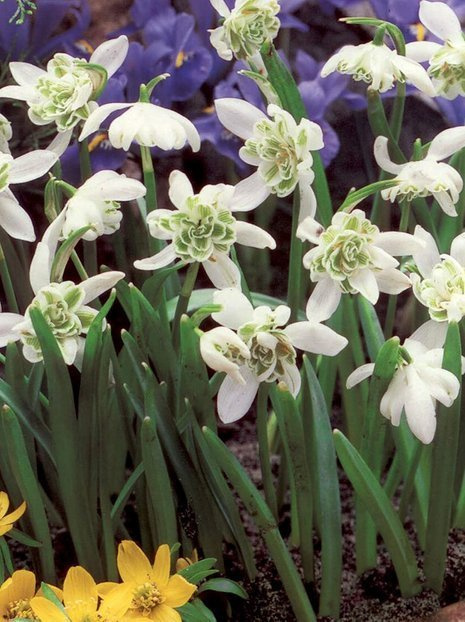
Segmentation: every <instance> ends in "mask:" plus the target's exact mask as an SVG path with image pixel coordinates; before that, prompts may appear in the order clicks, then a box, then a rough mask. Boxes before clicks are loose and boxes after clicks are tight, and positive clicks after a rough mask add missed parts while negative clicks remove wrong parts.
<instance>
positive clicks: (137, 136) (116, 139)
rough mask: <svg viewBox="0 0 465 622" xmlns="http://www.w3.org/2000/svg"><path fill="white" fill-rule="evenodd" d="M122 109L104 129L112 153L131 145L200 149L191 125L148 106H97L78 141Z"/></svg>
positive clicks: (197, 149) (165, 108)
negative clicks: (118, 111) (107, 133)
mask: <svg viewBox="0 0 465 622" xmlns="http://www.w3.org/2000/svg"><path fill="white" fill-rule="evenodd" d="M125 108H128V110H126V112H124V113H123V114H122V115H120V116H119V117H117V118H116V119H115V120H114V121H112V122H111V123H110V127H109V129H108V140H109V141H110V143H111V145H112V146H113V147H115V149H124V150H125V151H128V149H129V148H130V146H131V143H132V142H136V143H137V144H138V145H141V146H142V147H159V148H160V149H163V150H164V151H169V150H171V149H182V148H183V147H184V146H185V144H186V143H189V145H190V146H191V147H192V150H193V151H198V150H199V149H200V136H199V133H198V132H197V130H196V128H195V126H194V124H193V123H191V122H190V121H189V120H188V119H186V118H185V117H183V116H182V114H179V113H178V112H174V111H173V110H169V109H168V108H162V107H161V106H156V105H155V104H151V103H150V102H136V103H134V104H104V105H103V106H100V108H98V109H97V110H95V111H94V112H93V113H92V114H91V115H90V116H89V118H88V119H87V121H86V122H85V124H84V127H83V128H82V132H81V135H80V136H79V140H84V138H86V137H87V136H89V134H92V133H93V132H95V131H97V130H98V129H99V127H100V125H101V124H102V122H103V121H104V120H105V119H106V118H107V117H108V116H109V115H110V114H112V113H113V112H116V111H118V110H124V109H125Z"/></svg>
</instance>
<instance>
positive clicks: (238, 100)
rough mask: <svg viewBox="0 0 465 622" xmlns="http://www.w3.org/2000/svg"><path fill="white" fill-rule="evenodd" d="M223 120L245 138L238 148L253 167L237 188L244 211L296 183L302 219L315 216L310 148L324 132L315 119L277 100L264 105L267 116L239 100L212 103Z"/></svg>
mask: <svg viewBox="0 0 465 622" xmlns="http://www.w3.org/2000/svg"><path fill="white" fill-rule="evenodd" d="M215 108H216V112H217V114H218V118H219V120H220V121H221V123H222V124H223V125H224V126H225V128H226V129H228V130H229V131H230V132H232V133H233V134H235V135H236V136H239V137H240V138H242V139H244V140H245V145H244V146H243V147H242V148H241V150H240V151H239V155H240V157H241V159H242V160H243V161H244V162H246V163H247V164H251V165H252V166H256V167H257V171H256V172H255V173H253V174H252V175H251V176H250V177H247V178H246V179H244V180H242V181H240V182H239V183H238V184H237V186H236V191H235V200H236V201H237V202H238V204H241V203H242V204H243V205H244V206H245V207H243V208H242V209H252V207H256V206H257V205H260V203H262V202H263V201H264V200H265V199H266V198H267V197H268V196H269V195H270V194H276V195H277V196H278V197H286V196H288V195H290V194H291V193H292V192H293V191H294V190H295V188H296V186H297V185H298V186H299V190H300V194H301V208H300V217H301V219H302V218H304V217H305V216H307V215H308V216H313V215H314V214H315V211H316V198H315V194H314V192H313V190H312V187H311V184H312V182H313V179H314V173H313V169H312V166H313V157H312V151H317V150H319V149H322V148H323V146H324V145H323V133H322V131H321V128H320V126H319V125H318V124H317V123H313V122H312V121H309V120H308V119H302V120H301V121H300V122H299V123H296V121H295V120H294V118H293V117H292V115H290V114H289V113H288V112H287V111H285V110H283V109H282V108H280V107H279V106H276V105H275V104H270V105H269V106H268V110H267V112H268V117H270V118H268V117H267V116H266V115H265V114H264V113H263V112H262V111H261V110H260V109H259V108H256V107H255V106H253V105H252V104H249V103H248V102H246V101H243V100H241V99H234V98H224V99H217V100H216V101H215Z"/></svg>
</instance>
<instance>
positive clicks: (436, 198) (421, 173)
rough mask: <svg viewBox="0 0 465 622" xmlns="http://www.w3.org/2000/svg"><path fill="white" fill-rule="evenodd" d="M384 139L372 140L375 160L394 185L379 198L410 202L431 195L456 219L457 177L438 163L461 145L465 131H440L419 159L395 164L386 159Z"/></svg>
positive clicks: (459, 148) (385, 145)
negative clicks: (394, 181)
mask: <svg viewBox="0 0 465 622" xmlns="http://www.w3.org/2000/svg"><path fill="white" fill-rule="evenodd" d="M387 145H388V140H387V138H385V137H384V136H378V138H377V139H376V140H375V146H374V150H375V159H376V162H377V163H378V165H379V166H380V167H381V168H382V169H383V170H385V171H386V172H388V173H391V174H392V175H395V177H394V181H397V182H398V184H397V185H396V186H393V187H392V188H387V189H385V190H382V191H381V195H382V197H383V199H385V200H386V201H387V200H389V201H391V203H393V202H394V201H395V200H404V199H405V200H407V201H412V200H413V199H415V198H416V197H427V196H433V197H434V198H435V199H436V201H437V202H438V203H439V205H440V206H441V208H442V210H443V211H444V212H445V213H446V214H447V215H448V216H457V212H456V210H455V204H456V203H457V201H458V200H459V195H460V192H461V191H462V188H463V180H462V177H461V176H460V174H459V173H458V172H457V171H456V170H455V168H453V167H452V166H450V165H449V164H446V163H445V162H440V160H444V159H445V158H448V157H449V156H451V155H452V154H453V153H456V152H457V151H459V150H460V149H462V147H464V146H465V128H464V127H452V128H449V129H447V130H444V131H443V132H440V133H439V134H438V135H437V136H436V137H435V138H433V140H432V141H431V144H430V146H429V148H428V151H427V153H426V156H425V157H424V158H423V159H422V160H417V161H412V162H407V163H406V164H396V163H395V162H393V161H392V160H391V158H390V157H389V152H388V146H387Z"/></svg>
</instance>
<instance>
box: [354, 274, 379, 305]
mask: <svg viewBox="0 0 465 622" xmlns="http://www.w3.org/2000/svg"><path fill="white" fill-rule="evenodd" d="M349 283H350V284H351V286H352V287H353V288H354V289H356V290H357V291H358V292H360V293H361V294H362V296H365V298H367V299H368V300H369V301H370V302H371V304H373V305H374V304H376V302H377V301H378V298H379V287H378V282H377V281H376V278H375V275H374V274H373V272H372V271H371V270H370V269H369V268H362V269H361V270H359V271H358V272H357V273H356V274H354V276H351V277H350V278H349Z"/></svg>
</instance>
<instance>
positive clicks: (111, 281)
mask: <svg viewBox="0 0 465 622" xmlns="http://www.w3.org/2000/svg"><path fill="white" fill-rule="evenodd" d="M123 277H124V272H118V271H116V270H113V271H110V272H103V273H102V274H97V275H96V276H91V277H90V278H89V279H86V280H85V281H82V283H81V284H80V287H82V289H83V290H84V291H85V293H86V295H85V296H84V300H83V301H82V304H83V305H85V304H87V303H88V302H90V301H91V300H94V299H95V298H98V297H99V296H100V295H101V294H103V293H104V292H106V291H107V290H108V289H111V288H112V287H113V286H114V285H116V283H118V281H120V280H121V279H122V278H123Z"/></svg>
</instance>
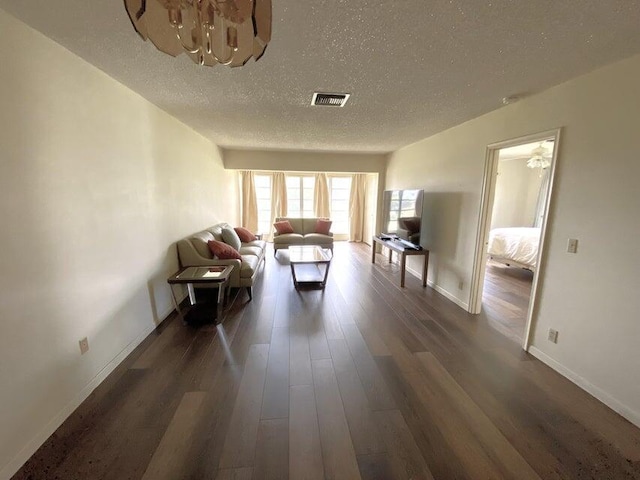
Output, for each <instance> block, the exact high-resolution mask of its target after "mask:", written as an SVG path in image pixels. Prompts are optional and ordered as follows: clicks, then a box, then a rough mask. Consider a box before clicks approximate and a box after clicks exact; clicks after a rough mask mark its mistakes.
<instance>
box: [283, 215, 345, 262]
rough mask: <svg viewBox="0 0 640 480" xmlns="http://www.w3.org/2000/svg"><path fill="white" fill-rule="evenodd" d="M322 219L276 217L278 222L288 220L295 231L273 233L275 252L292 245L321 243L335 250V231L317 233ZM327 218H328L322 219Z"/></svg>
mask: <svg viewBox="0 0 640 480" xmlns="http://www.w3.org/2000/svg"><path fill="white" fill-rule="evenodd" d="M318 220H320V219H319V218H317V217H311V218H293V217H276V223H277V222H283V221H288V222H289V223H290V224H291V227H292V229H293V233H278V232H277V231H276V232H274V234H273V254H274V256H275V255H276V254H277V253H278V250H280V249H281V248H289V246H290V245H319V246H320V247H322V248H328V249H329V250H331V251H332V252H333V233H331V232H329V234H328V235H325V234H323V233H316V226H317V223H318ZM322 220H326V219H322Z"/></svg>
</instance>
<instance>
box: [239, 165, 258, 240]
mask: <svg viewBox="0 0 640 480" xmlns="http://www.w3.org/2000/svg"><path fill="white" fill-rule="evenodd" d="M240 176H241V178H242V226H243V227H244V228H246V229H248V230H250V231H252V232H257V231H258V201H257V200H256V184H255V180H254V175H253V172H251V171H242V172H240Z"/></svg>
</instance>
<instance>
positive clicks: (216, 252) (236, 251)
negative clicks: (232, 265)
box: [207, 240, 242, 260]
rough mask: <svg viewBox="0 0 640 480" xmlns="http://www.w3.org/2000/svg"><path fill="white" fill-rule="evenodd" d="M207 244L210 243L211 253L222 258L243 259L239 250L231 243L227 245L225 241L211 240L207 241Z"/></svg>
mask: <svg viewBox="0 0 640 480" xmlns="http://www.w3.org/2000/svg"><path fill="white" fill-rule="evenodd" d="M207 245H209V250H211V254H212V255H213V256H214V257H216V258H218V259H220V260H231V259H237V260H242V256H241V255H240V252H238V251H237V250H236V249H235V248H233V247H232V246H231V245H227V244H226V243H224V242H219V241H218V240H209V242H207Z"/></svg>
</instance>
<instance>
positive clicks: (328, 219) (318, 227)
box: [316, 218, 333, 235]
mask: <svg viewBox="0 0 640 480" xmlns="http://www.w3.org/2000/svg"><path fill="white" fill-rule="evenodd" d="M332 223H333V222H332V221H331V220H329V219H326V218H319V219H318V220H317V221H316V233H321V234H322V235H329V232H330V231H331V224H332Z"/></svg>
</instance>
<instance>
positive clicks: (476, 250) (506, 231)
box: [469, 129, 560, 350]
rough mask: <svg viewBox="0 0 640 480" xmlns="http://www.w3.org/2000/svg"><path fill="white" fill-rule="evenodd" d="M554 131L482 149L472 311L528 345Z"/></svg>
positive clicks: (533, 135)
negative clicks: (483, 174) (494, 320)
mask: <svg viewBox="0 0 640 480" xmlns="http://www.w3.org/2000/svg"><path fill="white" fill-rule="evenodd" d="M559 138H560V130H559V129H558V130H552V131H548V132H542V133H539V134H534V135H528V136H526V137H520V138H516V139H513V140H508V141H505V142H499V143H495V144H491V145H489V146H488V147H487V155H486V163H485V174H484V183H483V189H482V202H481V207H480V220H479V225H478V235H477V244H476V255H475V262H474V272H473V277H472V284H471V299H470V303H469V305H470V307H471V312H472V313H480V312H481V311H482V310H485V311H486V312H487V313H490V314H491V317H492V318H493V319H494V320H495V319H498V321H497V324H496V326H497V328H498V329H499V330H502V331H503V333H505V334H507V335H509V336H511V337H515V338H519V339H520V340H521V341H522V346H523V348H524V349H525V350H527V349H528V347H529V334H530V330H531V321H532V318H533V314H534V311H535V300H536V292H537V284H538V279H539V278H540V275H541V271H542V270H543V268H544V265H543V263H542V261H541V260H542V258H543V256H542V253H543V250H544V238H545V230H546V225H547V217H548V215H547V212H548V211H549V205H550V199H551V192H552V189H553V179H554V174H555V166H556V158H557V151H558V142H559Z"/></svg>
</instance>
• • • •
Duplicate the material from its start through the line that contains "positive clicks: (197, 149) (165, 108)", keeping both ends. Omit the picture.

Segmentation: every <instance> ends in "mask:" plus the target's exact mask as an SVG path with image pixel coordinates; before that, prompts may appear in the order clicks, then a box, then a rough mask. Boxes before clicks are loose and boxes after clicks are tight, and positive clicks after a rough mask add missed parts while negative clicks remove wrong parts.
<instance>
positive clicks: (137, 136) (116, 139)
rough mask: <svg viewBox="0 0 465 622" xmlns="http://www.w3.org/2000/svg"><path fill="white" fill-rule="evenodd" d="M122 109L104 129L112 153L131 145L200 149L191 125L148 106H97L78 141Z"/></svg>
positive clicks: (197, 149) (165, 108)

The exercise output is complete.